## EXERCISE DESCRIPTION
Take the entries below and print all of them exactly, please.

## RECORDS FOR PROCESSING

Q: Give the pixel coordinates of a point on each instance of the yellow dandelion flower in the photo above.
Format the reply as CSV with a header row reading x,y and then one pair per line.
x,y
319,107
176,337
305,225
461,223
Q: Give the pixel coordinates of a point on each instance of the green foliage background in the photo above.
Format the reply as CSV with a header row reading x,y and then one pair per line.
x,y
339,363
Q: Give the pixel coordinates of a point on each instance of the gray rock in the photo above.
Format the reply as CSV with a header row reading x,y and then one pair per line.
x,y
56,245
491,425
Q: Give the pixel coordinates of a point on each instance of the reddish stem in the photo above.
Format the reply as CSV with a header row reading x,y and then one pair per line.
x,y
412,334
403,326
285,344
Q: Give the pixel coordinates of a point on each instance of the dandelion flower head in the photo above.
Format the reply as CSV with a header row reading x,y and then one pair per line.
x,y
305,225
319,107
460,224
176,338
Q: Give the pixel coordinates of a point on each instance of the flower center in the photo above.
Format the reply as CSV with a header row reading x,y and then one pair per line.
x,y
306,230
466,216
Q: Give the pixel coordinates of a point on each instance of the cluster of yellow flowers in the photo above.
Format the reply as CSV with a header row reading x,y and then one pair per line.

## EXERCISE ANSWER
Q: Give the pixel coordinates of a point on each instance of the yellow dandelion flower in the photo above.
Format the reply as CSV with a header row reading x,y and then one pair per line.
x,y
319,107
176,337
305,225
461,223
Q: Give the pixel coordinates of a point on each instance of the green foliage background in the photo above.
Format the reply as CSV with a header row reading x,y and then one pair per line.
x,y
339,363
Q: Give the pixel coordinates of a point on each instance of the gray rock in the photo above.
Format the reply as CSV with a header row reading x,y and then one pair per line.
x,y
56,245
491,425
Q: Give the pixel coordinates of a point on each instance of the reddish stem in the photo above.
Format the reply as CSV with a header row reading x,y and then one pair per line.
x,y
412,334
403,326
285,344
Q: Give the pixel coordinates of a point on each instance of the dandelion flower head in the photo above.
Format the reply as CSV with a header row reading x,y and then one pair per line.
x,y
305,225
319,107
460,224
176,338
Q: Give the pixel coordinates of a point on each instance of the flower center in the photo above.
Format the reply as CSV with a header row reading x,y and then one pair per line.
x,y
306,230
466,216
Q: Give the pixel coordinates of a point on each instance of the cluster of yellow flowers in the photo above.
Format the reply as CSV with a header row reading x,y and then one pair per line.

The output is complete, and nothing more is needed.